TASK DIRECTIONS:
Leave out the images; return the rest of the data exactly.

GIVEN ENTRIES:
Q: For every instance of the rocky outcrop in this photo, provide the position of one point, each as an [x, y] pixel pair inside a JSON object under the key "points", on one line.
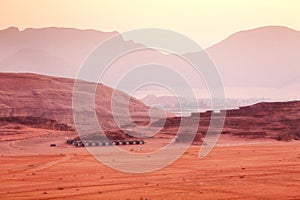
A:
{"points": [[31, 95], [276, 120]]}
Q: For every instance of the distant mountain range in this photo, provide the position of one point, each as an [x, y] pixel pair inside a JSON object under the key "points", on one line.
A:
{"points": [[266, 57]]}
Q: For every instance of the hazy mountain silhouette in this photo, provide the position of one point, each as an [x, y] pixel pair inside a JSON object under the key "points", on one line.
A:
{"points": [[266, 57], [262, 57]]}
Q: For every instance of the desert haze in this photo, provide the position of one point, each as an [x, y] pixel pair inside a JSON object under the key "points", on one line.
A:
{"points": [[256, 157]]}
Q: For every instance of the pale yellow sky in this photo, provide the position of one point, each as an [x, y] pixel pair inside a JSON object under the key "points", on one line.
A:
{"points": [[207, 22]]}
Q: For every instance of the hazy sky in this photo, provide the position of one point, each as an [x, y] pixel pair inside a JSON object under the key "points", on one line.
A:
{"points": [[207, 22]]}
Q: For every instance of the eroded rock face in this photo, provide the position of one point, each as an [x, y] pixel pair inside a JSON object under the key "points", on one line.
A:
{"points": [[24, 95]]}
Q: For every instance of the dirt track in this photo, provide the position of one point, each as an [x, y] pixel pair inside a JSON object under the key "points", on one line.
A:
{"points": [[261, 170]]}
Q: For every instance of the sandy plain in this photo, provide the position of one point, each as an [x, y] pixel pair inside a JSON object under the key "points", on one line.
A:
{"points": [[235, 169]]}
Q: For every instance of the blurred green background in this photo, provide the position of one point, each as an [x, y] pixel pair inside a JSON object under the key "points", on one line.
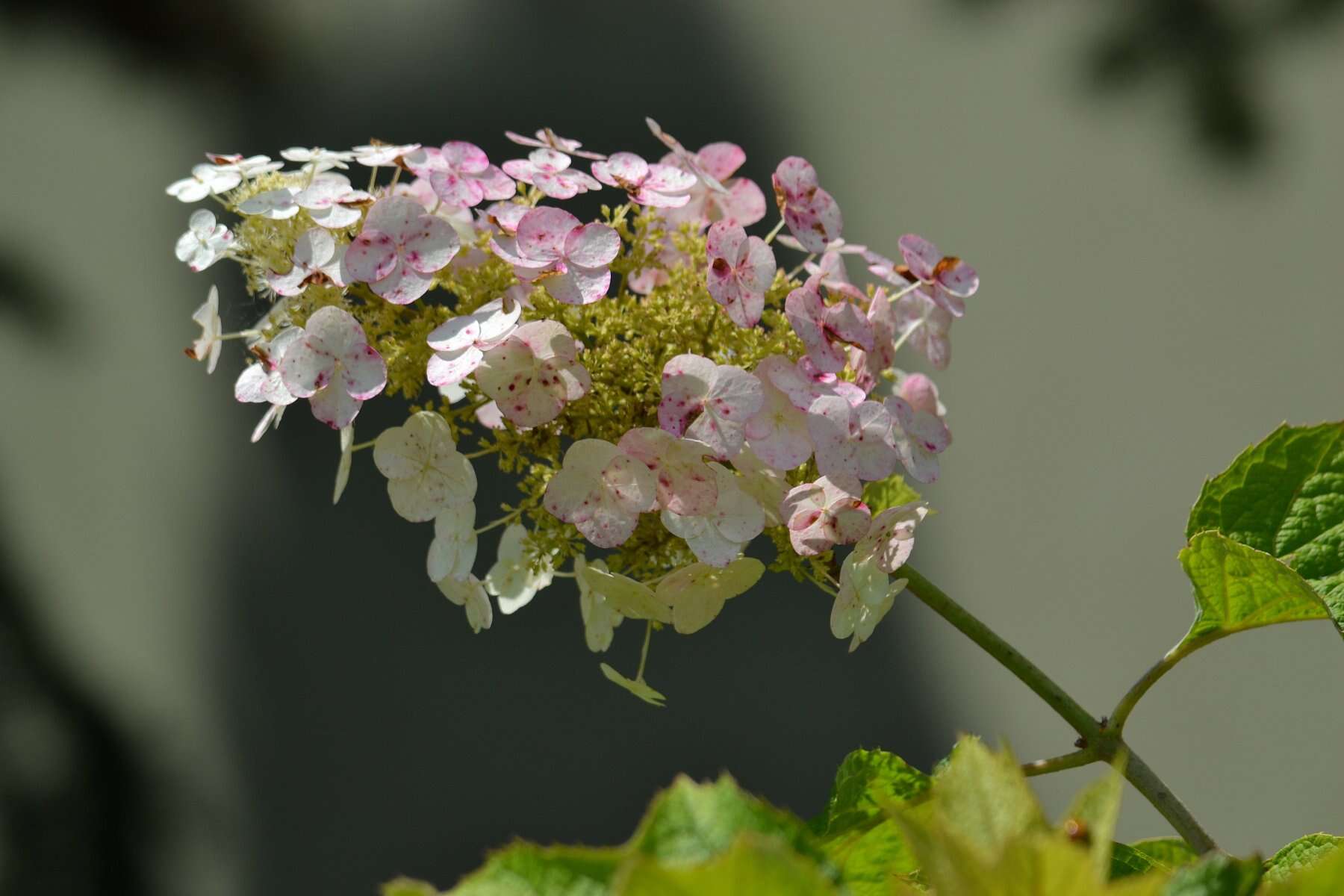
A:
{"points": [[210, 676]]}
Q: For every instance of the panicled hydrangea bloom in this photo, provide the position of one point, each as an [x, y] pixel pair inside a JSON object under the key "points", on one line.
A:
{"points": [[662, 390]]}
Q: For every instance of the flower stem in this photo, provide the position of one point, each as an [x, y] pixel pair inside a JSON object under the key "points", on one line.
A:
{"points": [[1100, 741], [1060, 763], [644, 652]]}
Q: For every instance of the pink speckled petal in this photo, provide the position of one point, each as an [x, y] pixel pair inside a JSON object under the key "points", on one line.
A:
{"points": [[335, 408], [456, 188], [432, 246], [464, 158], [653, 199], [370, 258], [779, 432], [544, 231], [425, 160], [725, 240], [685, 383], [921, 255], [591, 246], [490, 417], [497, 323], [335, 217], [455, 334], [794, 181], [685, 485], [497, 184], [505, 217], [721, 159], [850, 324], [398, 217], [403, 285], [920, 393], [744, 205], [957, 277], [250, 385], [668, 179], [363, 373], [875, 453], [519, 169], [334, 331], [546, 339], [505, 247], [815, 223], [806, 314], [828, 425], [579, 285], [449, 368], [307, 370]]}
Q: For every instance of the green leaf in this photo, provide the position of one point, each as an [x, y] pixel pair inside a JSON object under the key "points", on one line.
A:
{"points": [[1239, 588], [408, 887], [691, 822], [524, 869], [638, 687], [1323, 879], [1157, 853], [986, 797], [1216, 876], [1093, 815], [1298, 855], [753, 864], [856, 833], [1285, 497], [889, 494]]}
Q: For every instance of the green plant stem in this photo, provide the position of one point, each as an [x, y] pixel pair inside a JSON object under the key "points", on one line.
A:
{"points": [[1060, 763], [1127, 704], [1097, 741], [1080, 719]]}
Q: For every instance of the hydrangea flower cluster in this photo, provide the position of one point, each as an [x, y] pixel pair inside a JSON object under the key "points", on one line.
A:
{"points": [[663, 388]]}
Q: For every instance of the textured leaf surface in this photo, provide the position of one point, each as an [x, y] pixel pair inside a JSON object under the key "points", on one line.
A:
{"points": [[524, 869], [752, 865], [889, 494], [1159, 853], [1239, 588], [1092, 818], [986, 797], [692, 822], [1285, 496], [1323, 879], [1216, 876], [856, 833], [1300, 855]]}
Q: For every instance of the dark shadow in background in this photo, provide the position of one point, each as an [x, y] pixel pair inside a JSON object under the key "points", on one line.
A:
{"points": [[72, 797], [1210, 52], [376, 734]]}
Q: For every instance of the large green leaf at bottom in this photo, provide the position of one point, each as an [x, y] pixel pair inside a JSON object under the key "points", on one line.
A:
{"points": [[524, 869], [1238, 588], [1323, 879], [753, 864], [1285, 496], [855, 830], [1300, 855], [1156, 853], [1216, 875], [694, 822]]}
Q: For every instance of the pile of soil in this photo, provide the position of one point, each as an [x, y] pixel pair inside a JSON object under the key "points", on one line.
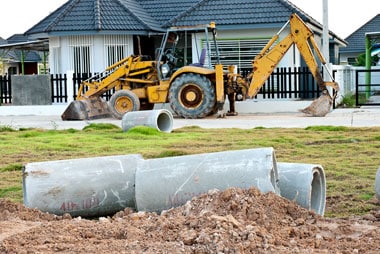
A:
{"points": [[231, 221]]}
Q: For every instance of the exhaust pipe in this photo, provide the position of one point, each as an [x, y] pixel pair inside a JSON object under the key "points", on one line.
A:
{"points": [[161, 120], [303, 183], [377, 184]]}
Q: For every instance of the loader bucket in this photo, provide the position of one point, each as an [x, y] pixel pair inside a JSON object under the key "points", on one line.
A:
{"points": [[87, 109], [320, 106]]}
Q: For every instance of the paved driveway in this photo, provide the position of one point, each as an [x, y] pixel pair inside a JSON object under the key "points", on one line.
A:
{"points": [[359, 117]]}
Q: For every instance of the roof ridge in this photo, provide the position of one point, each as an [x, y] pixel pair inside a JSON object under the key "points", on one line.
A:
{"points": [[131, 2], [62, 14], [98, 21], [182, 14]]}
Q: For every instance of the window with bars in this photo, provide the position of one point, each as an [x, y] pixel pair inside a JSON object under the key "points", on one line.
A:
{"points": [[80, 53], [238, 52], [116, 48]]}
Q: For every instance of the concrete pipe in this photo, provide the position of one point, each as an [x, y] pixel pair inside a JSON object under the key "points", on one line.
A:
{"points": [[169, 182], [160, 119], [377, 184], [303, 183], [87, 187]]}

ANSWER:
Q: For every instance of the rocky outcrop in this photo, provide the position of one point, each as an [x, y] pixel pair inside a JSON object under the key "points", on one line.
A:
{"points": [[31, 95], [276, 120]]}
Q: For every instance of the distant mountain range in this photo, provide the position of one point, each as an [x, y] pixel pair inside a JSON object under the key "points", on one line.
A:
{"points": [[266, 57]]}
Q: For every instance of the hazy mountain silhouette in this photo, provide the position of one point, each as an [x, y] pixel pair inside a JSON object under the key "points", on one line.
A:
{"points": [[266, 57], [262, 57]]}
Q: For every instance of the desert haze in this photo, provide the position of one point, each as an [x, y] pixel pair inside a JSON object under the key "points", on one line.
A:
{"points": [[256, 157]]}
Q: For every instance of the pale yellow sky in this photo, provide the position of one point, each as an [x, y] pixel pair inside a JSON object under the key "points", on one line.
A:
{"points": [[207, 22]]}
Q: For every instance of the hazy sky in this photo, provide the position of one point, each as an [x, y] pixel pair inside a JSON object under the key "points", on one line.
A:
{"points": [[207, 22]]}
Q: For every instance of the eroded rock face in this photo, provide the position of one point, each as an [x, y] pixel pair inside a JSON object under the key "points", on one line.
A:
{"points": [[24, 95]]}
Q: For every instance of the dirt track in this photo, provide the position of one point, each as an [x, y] pixel pair inside a JSON object under the key "points", on one line.
A:
{"points": [[261, 170]]}
Q: For every instance of the sandy plain in this photo, provide the position of one point, each as an [x, y] pixel pair inside a JSON object under the key "points", on one line.
A:
{"points": [[235, 169]]}
Q: For every instance of the blurred green background in this photo, provide the position of one point, each as an [x, y] pixel pair inside a JSON object under the key "points", on one line.
A:
{"points": [[210, 676]]}
Q: For every instance of the panicled hydrangea bloom in this photo, provide the position of one point, each as an [x, y] pixel pair inside a JSON object under the key "points", on one line.
A:
{"points": [[662, 390]]}
Q: For every instance of the flower stem in this photo, provide the position of one point, each as an [x, y] pixel pair inside a JSON object under the key "points", on one line.
A:
{"points": [[1100, 741], [1060, 763], [644, 652]]}
Q: For every instance of the pink speckled petal in this photo, provide the position of one point, each as an [x, y] pixel pair inside a JSON object under the key "points", on one line.
A:
{"points": [[335, 408], [456, 188], [432, 246], [464, 158], [653, 199], [370, 258], [779, 432], [544, 231], [425, 160], [725, 240], [685, 383], [921, 255], [591, 246], [490, 417], [497, 323], [335, 217], [455, 334], [794, 181], [685, 485], [497, 184], [505, 217], [721, 159], [850, 324], [398, 217], [403, 285], [920, 393], [744, 205], [957, 277], [250, 385], [668, 179], [363, 373], [875, 453], [519, 169], [334, 331], [546, 339], [505, 247], [815, 223], [806, 314], [828, 425], [579, 285], [449, 368], [307, 370]]}
Q: For every instance of the green leaf in this photo, provide the position of one point, each as an [x, y] pixel pair inside a JSON object under the key "points", on one line.
A:
{"points": [[1239, 588], [408, 887], [691, 822], [524, 869], [638, 687], [1323, 879], [1157, 853], [986, 797], [1216, 876], [1093, 815], [1298, 855], [753, 864], [856, 833], [1285, 497], [889, 494]]}
Q: For every instance of the green plant stem in this photo, provide the position of one point, each as an [x, y] pixel pair inside a JSON object under the key "points", on one line.
A:
{"points": [[1060, 763], [1127, 704], [1097, 741], [1080, 719]]}
Q: For every instance of the hydrangea flower cluster in this photo, provide the position of one point, each as an [x, y] pixel pair inside a JSON object under the key "points", on one line.
A:
{"points": [[663, 388]]}
Q: For every instance of the textured leaf surface in this photo, provide the position of one point, each as an [x, y] pixel pair inside a JSON object under the key "points", on one line.
A:
{"points": [[524, 869], [752, 865], [889, 494], [1159, 853], [1239, 588], [1092, 818], [986, 797], [692, 822], [1285, 496], [1323, 879], [1216, 876], [856, 833], [1300, 855]]}
Q: For every instance of the dark shadow in background in this photo, provide the position of one point, each as an [x, y] pixel pair inside a JSON object under the key "points", on one line.
A:
{"points": [[72, 797], [1210, 52], [376, 734]]}
Q: For every instance of the large green leaf at bottom in this photo, provide the position of one point, each as an [x, y] pixel pair inside a JSON object under the key "points", on one line.
A:
{"points": [[524, 869], [1238, 588], [1323, 879], [753, 864], [1285, 496], [855, 830], [1300, 855], [1156, 853], [1216, 875], [694, 822]]}
Q: For every instance of the pile of soil in this photo, provide the position of one point, each as an [x, y] pixel pair inside a JSON object under the key "points", on one line.
A:
{"points": [[231, 221]]}
Q: For every instance of the exhaust pipe in this photo, provide the position of one point, each as an [x, y] pixel pair inside a JSON object under the key "points", on one line.
A:
{"points": [[161, 120], [303, 183], [377, 184]]}
Q: For every instance of the loader bucket in this photo, provide the position of one point, each as an [x, y] pixel pair inside a JSON object under the key "points", on one line.
A:
{"points": [[87, 109], [320, 106]]}
Q: For every instance of the paved driveway in this photo, provide the position of one point, each as an [x, y] pixel pair inside a JSON object under the key "points", on one line.
A:
{"points": [[359, 117]]}
Q: For every instance of the roof ridge in this photo, provide the position of one point, each as an [x, y] pixel pair inside a JSON object under the key "points", on one line.
A:
{"points": [[131, 2], [62, 14], [98, 21], [182, 14]]}
Q: For every instance of the window with bars in this photo, provide the position of one point, each as an [x, y] pixel pair inside a JSON object under the key "points", on one line.
A:
{"points": [[80, 53], [238, 52], [116, 48]]}
Q: For every instance of the concrete pipe in this photo, provide the position of one point, each as an [x, y] pixel pair inside a JSON object under the key "points", on one line.
A:
{"points": [[169, 182], [160, 119], [377, 184], [303, 183], [87, 187]]}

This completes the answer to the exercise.